[Dataset rows on where objects appear]

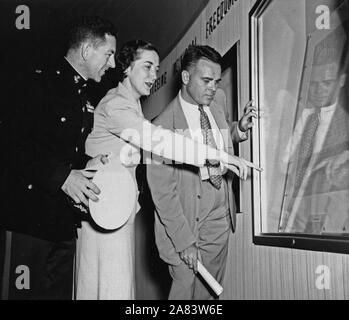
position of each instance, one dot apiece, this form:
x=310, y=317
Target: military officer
x=49, y=131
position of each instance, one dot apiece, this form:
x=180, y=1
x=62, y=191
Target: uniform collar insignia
x=89, y=107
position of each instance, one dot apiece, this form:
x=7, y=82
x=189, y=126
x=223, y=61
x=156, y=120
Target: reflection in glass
x=304, y=126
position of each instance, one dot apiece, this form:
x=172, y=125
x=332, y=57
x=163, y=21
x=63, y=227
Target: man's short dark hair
x=91, y=28
x=196, y=52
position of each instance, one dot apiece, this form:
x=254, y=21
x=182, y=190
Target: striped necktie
x=214, y=169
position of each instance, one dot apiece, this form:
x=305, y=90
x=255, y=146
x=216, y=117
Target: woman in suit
x=105, y=261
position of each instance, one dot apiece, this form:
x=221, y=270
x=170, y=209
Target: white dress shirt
x=192, y=115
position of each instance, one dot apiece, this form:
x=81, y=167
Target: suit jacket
x=48, y=130
x=176, y=188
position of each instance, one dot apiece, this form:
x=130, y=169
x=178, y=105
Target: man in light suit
x=195, y=207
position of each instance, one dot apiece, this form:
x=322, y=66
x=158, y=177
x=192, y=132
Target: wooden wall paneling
x=256, y=275
x=314, y=259
x=248, y=253
x=287, y=285
x=345, y=264
x=334, y=262
x=275, y=274
x=300, y=274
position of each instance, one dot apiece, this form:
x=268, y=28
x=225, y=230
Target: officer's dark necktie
x=213, y=167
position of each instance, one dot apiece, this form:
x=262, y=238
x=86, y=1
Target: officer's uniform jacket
x=48, y=129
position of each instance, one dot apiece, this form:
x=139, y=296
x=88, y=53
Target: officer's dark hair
x=91, y=28
x=196, y=52
x=129, y=52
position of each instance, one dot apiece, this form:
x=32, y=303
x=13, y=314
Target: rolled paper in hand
x=212, y=282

**WHAT THE TASK ASKS**. Nothing in the entries above should change when they are printed again, except that the pictures are dropped.

**SOLUTION**.
position of each instance, one dot apiece, this form:
x=310, y=317
Target: military officer
x=49, y=131
position of each instance, one dot apiece, this form:
x=180, y=1
x=62, y=191
Target: uniform collar insignia
x=89, y=107
position of each instance, one dot apiece, this form:
x=7, y=82
x=189, y=126
x=223, y=61
x=156, y=120
Target: reflection in glass
x=304, y=126
position of each instance, one dot apiece, this form:
x=172, y=125
x=332, y=57
x=163, y=21
x=63, y=227
Target: man's short dark hair
x=91, y=28
x=196, y=52
position of each instance, one dot apiece, this form:
x=254, y=21
x=182, y=190
Target: striped necktie
x=214, y=169
position of each instance, one dot apiece, this form:
x=305, y=90
x=255, y=146
x=216, y=117
Target: woman in suit
x=105, y=261
position of each instance, one dot apiece, this form:
x=221, y=270
x=170, y=209
Target: white dress shirt
x=192, y=115
position of each instance, one dot apiece, this form:
x=81, y=167
Target: suit jacket
x=48, y=130
x=176, y=188
position of each instance, one dot apiece, this form:
x=130, y=169
x=178, y=105
Target: man in light suit
x=195, y=207
position of each instance, one dot apiece, this form:
x=322, y=66
x=158, y=177
x=192, y=132
Target: wooden wall paneling
x=256, y=275
x=314, y=259
x=248, y=253
x=287, y=285
x=345, y=264
x=334, y=262
x=275, y=274
x=300, y=274
position of each instance, one dot apiece, this form:
x=268, y=28
x=225, y=230
Target: officer's dark necktie
x=213, y=167
position of each instance, one dot apiece, this form:
x=262, y=238
x=86, y=1
Target: officer's uniform jacket
x=48, y=129
position of each instance, one dot apiece, this form:
x=139, y=296
x=88, y=53
Target: officer's dark hair
x=91, y=28
x=196, y=52
x=129, y=52
position of each instance, one dot apiece, this form:
x=32, y=303
x=13, y=314
Target: rolled paper in hand
x=212, y=282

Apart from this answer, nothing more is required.